→ WORK TO COMPLETE
The records should be written out in full, with nothing altered.

→ PROVIDED DATA
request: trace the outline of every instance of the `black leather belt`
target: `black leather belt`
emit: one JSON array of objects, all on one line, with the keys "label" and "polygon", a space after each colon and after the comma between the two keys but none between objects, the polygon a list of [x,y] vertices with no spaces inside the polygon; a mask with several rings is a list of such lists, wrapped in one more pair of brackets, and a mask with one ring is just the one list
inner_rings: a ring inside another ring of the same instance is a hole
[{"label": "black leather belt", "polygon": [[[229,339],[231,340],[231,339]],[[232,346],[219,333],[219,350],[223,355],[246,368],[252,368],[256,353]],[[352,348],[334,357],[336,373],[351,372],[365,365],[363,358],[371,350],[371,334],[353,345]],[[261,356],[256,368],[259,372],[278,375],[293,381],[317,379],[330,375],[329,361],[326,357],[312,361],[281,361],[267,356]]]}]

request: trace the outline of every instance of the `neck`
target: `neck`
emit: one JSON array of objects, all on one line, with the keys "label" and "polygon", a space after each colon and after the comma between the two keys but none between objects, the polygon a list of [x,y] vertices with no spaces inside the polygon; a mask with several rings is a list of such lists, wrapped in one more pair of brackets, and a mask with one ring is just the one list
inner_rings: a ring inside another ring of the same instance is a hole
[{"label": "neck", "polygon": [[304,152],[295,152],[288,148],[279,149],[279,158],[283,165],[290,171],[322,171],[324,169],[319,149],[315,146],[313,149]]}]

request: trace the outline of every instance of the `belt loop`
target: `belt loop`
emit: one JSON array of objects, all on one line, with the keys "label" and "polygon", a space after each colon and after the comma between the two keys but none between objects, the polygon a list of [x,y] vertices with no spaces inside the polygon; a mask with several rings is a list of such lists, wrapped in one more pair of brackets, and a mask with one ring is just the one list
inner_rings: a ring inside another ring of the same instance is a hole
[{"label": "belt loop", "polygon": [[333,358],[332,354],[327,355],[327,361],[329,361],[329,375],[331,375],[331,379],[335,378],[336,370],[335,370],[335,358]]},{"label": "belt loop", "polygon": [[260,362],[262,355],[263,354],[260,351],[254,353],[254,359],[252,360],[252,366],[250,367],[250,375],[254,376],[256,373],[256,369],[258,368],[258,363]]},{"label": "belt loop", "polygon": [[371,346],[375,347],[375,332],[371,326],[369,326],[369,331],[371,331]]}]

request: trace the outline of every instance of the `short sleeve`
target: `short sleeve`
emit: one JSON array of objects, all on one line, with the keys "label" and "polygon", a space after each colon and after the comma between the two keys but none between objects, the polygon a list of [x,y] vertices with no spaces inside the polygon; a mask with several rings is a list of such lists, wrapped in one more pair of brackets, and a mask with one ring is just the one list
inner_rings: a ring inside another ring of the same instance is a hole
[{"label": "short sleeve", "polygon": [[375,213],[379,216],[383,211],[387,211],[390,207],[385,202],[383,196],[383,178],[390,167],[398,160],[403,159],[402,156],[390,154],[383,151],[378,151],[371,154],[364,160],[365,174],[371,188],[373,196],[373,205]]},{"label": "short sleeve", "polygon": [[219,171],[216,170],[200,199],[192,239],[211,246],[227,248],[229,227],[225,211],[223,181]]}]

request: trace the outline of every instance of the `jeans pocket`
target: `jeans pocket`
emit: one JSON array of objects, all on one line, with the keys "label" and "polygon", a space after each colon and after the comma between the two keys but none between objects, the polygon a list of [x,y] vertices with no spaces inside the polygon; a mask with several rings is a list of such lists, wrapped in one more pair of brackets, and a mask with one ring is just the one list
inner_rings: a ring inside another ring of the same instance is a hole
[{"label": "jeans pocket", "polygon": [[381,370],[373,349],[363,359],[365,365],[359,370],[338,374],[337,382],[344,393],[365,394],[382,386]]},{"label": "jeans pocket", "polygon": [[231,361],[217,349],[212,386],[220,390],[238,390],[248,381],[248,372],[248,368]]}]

→ RESULT FOR THIS EXERCISE
request: trace the outline of every instance of the `black leather belt`
target: `black leather belt`
emit: one JSON array of objects, all on one line, with the keys "label" and "polygon", a space after each colon and after the comma between the two keys but none between objects, the polygon a list of [x,y] vertices with no spaces inside the polygon; a mask with several rings is a list of such lists, wrapped in one more pair of brackets, and a mask with one ring is just the one list
inner_rings: a ring inside another ring of the same instance is a hole
[{"label": "black leather belt", "polygon": [[[229,339],[231,340],[231,339]],[[232,346],[219,333],[219,350],[223,355],[246,368],[252,368],[256,353]],[[352,348],[334,357],[336,373],[351,372],[365,365],[363,358],[371,350],[371,334],[353,345]],[[261,356],[256,368],[259,372],[278,375],[293,381],[317,379],[330,375],[329,361],[326,357],[312,361],[281,361],[267,356]]]}]

request: trace the outline of every instance of the `neck`
target: `neck`
emit: one JSON array of objects, all on one line, with the keys "label" and "polygon", a space after each colon and after the comma between the two keys but none between objects, the polygon a list of [x,y] vertices with no spaces inside the polygon; a mask with several rings is a list of such lists, wrapped in one more pair of brackets, and a mask with one ring is just the one list
inner_rings: a ring inside another ring of the same instance is a hole
[{"label": "neck", "polygon": [[304,152],[295,152],[288,148],[279,149],[279,158],[283,165],[290,171],[322,171],[324,169],[319,149],[315,146],[313,149]]}]

request: trace the outline of every instance of the `belt loop`
target: `belt loop`
emit: one JSON array of objects, all on one line, with the keys "label" and "polygon", a space after each colon and after the comma between the two keys but none between objects, the polygon a list of [x,y] vertices with no spaces inside the polygon; a mask with several rings is a list of such lists, wrapped in one more pair of brackets, and a mask with one ring is just the one list
inner_rings: a ring inside another ring of the same instance is a hole
[{"label": "belt loop", "polygon": [[333,358],[332,354],[327,355],[327,361],[329,361],[329,375],[331,375],[331,379],[335,378],[336,370],[335,370],[335,358]]},{"label": "belt loop", "polygon": [[260,362],[262,355],[263,354],[260,351],[254,353],[254,359],[252,360],[252,366],[250,367],[250,375],[254,376],[256,373],[256,369],[258,368],[258,363]]},{"label": "belt loop", "polygon": [[371,346],[375,347],[375,332],[371,326],[369,326],[369,331],[371,331]]}]

request: trace the outline of every instance of the `short sleeve`
target: `short sleeve`
emit: one JSON array of objects, all on one line, with the keys "label" and "polygon", a space after each colon and after the comma between the two keys but none between objects, the polygon a list of [x,y] vertices with no spaces inside the polygon; a mask with several rings is a list of such lists, wrapped in one more pair of brackets, and a mask with one ring is just the one list
inner_rings: a ring inside another ring of the same instance is a hole
[{"label": "short sleeve", "polygon": [[375,213],[379,216],[383,211],[387,211],[390,207],[385,202],[383,196],[383,178],[390,167],[398,160],[403,159],[402,156],[390,154],[383,151],[378,151],[371,154],[364,160],[365,174],[371,188],[373,196],[373,205]]},{"label": "short sleeve", "polygon": [[219,171],[216,170],[200,199],[192,239],[211,246],[227,248],[229,227],[225,211],[223,181]]}]

request: trace the outline of every instance of the `jeans pocket`
target: `jeans pocket`
emit: one JSON array of objects, all on one line, with the keys "label" and "polygon", a space after each colon and after the comma between the two keys but none between objects, the polygon a list of [x,y] vertices with no spaces inside the polygon; a mask with several rings is a list of such lists, wrapped in one more pair of brackets, and a mask with one ring is just the one list
inner_rings: a ring inside another ring of the same instance is a hole
[{"label": "jeans pocket", "polygon": [[381,370],[373,349],[363,359],[365,365],[359,370],[338,374],[337,382],[344,393],[365,394],[382,386]]},{"label": "jeans pocket", "polygon": [[231,361],[217,349],[212,386],[220,390],[238,390],[248,381],[248,372],[248,368]]}]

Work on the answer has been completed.